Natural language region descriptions
:::
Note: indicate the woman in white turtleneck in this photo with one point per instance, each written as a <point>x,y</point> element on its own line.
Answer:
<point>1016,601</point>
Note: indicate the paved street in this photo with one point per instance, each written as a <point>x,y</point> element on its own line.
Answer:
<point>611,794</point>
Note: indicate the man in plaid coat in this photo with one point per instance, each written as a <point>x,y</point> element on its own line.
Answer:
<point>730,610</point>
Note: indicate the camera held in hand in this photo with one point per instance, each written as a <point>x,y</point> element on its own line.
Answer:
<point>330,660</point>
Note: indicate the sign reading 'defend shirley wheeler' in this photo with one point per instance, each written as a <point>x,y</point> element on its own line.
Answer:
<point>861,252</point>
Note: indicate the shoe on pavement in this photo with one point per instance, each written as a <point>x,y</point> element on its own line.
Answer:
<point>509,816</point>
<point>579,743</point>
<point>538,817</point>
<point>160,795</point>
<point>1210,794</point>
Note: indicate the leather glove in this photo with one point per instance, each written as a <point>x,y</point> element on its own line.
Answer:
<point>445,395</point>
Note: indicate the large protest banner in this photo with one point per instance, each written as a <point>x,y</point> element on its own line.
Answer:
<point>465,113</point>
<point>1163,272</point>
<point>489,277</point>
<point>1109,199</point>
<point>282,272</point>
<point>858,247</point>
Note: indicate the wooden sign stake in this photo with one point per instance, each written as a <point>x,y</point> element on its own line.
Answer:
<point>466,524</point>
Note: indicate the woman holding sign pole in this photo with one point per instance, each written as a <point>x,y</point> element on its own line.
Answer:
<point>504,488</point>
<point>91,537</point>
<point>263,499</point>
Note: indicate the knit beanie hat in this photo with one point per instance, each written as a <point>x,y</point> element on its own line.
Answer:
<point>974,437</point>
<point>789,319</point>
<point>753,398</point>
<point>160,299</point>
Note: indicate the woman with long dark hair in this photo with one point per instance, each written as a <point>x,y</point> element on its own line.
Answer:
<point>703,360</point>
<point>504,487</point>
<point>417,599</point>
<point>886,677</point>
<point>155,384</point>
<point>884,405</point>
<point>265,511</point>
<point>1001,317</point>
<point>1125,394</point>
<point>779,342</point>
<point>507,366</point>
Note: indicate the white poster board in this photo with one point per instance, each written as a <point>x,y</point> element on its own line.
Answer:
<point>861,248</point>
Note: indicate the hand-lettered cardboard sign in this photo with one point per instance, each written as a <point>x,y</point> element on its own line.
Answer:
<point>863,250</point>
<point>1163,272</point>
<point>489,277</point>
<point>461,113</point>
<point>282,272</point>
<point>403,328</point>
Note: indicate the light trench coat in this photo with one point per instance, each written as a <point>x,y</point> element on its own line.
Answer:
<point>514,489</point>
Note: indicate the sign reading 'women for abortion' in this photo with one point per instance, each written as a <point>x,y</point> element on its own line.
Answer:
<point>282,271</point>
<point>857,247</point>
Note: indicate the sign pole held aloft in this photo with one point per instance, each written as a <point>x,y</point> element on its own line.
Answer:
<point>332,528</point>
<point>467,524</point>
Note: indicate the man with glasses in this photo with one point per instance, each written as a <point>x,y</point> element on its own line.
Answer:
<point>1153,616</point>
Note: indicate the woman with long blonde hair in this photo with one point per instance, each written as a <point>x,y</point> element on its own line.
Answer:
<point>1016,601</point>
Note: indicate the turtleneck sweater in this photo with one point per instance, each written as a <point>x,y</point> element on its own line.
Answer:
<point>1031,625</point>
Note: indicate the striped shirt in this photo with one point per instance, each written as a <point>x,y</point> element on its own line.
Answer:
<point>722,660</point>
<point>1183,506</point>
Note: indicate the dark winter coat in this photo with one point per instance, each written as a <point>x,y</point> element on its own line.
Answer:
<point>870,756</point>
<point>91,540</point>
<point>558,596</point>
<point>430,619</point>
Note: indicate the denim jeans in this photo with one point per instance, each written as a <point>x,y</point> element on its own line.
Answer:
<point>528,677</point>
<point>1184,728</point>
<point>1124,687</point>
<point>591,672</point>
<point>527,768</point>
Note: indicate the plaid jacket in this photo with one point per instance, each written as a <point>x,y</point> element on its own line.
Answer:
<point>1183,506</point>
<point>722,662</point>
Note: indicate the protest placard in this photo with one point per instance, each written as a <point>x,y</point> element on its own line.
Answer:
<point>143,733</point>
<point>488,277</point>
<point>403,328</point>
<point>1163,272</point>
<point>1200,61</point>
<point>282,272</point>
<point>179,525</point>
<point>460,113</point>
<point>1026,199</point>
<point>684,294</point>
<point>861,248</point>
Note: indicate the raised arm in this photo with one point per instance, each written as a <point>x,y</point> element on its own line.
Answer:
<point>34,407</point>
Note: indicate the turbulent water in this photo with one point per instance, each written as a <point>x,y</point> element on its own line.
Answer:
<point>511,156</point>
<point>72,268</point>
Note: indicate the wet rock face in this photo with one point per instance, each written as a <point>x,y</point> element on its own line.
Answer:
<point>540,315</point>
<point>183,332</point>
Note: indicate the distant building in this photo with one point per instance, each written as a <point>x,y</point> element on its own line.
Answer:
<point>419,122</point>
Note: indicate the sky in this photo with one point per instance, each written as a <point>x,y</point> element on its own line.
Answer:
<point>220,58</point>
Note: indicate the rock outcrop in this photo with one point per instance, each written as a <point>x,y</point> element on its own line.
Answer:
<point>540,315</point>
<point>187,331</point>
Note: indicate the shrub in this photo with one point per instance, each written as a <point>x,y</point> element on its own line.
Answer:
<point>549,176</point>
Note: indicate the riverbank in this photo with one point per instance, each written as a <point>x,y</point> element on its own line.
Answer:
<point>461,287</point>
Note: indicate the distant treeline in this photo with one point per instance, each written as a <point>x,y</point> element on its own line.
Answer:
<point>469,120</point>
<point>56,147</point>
:::
Task to complete =>
Take every line above that includes "reading" and list it.

Reply to the task =>
Note: indicate the sign reading 'defend shirley wheeler' in this photo with one point per instance, each written as a <point>x,y</point> element on its own line.
Note: indicate the sign reading 'women for abortion' in this photo with one point per instance, each written as a <point>x,y</point> element on its own line.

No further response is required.